Source document:
[start]

Sometime in the 1950’s ( the researchers have obscured the exact year, as well as the identity of the subjects), sociologists at the University of Minnesota read in a major city’s newspaper that messages from the planet Clarion received by a suburban housewife prophesied that the city would swamped by a flood from the great lake on a specific date only two months away. Similar cataclysms at the same time would amount to the end of the world. Faithful believers would be saved by boarding flying saucers.

The researchers decided to join the group, taking notes of behavior before and after the date of the proclaimed disaster. The record of the group’s torment has enormous implications for the so-called “Easter event.”

The authors of When Prophecy Fails observed a cultic group that had made predictions about the end of the world. They looked for the following conditions in that group:

  1. A belief must be held with deep conviction and it must have some relevance to action, that is, to what the believer does or how he behaves.
  2. The person holding the belief must have committed himself to it; that is, for the sake of his belief, he must have taken some important action that is difficult to undo. In general, the more important such actions are, and the more difficult they are to undo, the greater is the individual’s commitment to the belief.
  3. The belief must be sufficiently specific and sufficiently concerned with the real world so that events may unequivocally refute the belief.
  4. Such undeniable disconfirmatory evidence must occur and must be recognized by the individual holding the belief.
  5. The individual believer must have social support. It is unlikely that one isolated believer could withstand the kind of disconfirming evidence we have specified. If, however, the believer is a member of a group of convinced persons who can support one anther, we would expect the belief to be maintained and the believers attempt to proselyte or to persuade nonmembers that the belief is correct.(14)

[end]

Data in this exercise:
[start]

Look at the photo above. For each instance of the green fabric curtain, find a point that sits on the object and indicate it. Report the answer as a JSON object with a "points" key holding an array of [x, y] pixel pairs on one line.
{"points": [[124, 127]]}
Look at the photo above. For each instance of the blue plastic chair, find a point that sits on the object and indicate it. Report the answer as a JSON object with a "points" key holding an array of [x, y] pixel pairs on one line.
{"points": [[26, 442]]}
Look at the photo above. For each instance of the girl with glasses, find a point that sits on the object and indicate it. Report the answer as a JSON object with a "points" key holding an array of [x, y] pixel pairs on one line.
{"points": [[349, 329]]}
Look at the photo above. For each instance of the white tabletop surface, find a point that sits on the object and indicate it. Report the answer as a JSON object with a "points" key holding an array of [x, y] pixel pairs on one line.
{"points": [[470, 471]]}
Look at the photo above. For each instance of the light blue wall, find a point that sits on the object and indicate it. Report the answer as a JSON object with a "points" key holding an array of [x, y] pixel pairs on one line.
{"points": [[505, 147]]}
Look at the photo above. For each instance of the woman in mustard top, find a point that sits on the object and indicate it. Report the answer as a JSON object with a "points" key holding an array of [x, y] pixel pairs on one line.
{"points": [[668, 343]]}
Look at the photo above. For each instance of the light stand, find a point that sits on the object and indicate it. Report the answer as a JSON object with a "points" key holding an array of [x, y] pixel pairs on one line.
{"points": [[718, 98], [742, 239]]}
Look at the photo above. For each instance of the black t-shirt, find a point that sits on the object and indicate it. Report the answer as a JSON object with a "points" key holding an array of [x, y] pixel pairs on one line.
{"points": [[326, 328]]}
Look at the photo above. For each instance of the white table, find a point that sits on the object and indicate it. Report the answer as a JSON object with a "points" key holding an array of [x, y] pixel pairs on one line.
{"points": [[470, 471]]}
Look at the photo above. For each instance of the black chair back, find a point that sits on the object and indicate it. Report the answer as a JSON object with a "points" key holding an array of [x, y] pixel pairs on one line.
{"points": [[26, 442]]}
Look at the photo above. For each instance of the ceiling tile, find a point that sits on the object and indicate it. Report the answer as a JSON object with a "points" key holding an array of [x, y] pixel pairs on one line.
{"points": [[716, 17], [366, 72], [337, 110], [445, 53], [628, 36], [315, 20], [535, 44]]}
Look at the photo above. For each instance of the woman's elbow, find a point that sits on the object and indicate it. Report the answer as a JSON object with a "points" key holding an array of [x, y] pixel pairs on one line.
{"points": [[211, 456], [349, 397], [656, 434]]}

[end]

Work to complete:
• a. Answer these from the passage about the Clarion prophecy:
(i) Which university were the sociologists from?
(ii) How would faithful believers be saved, according to the messages?
(iii) What does the fifth condition say the individual believer must have?
• b. Please lay out the entries as a numbered list, leaving out blank lines, starting with the line that contains "the black chair" and going on through the end of the entries.

Per-task answers:
• a.
(i) The University of Minnesota
(ii) By boarding flying saucers
(iii) Social support

• b.
1. Look at the photo above. For each instance of the black chair back, find a point that sits on the object and indicate it. Report the answer as a JSON object with a "points" key holding an array of [x, y] pixel pairs on one line.
2. {"points": [[26, 442]]}
3. Look at the photo above. For each instance of the ceiling tile, find a point that sits on the object and indicate it. Report the answer as a JSON object with a "points" key holding an array of [x, y] pixel pairs on one line.
4. {"points": [[716, 17], [366, 72], [337, 110], [445, 53], [628, 36], [315, 20], [535, 44]]}
5. Look at the photo above. For each instance of the woman's elbow, find a point that sits on the object and indicate it. Report the answer as a JSON object with a "points" key holding an array of [x, y] pixel pairs on one line.
6. {"points": [[211, 456], [349, 397], [656, 434]]}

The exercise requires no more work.